[Exercise data]:
+---+
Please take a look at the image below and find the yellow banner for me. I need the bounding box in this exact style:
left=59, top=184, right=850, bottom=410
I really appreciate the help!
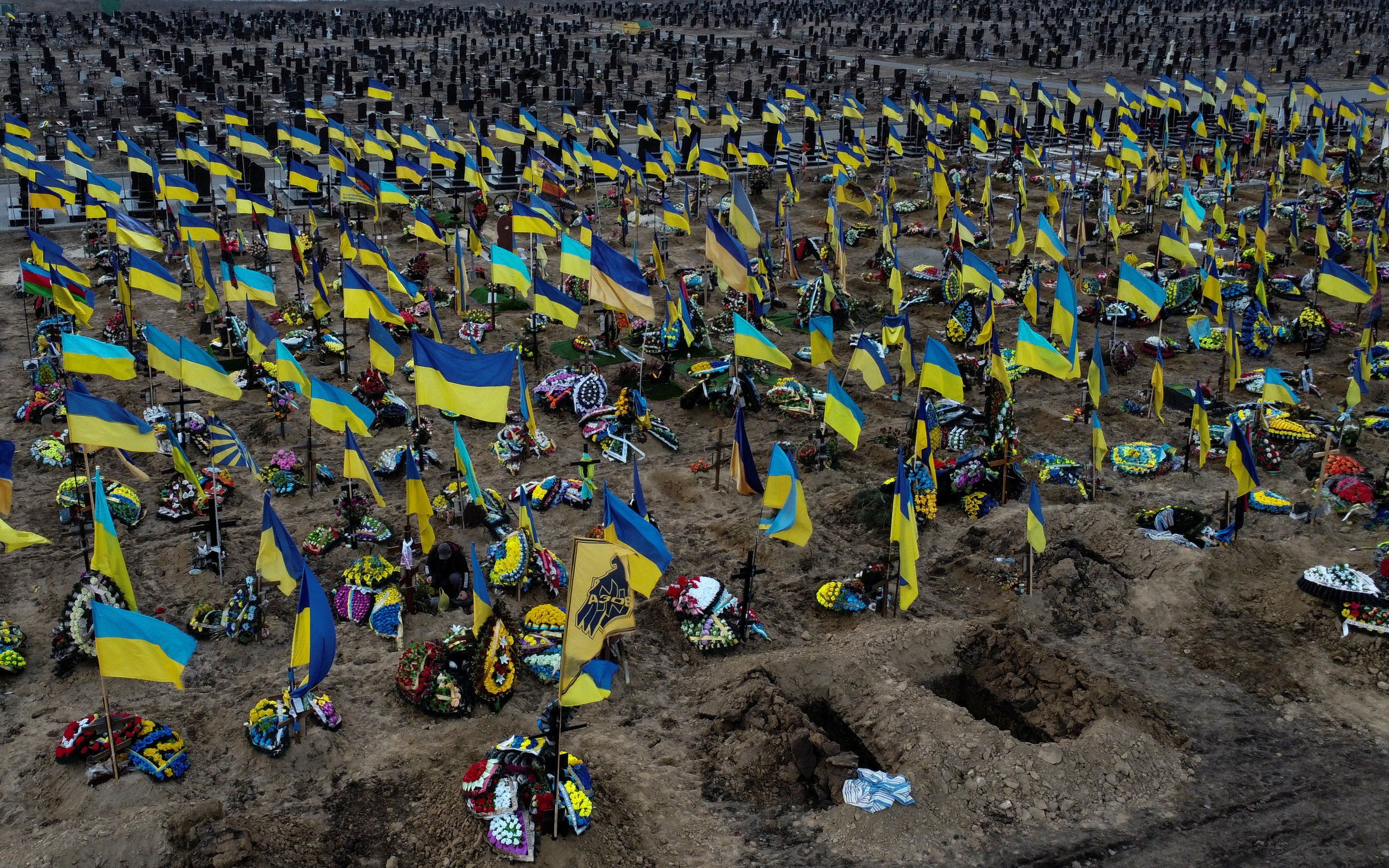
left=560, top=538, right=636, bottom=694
+---+
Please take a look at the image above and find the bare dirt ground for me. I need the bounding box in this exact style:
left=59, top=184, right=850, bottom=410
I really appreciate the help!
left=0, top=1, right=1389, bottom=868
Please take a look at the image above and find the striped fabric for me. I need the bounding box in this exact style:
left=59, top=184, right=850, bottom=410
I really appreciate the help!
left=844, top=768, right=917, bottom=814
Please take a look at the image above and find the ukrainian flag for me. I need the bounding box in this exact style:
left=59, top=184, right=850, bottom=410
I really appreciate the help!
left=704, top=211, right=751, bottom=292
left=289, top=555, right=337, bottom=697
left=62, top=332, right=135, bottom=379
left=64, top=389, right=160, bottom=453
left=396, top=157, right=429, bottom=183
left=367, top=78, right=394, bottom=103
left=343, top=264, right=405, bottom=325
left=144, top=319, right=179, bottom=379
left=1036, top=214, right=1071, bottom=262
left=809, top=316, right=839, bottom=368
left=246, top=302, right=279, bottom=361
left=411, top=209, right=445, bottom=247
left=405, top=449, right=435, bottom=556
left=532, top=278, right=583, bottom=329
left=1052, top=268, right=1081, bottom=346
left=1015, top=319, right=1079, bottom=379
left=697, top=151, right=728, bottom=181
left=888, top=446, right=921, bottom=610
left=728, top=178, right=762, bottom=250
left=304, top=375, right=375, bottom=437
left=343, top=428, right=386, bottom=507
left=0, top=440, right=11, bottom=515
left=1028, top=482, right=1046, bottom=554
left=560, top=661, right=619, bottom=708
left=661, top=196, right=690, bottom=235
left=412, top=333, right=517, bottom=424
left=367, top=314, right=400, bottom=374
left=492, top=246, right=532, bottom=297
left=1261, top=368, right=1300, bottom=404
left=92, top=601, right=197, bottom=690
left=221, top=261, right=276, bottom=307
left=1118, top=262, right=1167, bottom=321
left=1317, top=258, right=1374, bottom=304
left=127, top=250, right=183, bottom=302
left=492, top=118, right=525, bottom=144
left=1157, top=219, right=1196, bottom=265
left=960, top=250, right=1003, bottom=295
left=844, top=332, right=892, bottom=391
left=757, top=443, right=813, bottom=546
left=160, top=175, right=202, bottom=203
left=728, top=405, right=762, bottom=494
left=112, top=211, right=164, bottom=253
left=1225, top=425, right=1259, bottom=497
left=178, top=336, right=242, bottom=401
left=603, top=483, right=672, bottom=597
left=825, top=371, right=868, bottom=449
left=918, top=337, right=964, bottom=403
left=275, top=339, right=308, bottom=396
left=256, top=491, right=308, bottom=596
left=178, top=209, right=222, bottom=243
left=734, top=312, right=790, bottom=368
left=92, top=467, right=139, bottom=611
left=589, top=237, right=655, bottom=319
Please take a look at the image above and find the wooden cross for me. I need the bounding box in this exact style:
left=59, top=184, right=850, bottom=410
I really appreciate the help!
+---+
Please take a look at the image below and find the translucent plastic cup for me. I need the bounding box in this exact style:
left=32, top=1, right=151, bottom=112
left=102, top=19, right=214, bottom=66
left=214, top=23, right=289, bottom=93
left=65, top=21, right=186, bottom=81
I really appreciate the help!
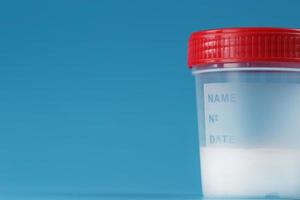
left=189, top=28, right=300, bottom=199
+---+
[Your objective]:
Please write out everything from the line containing "find the yellow" down to the line containing "left=560, top=538, right=636, bottom=694", both lines included, keeping the wording of the records unchanged except for the bounding-box coordinates in the answers. Multiply each of those coordinates by 1.05, round it to a whole number with halves going up, and leave out the pictures.

[Task response]:
Please take a look at the image below and find the yellow banner for me. I need the bounding box in this exact style:
left=59, top=184, right=850, bottom=410
I really appreciate the help!
left=588, top=565, right=668, bottom=729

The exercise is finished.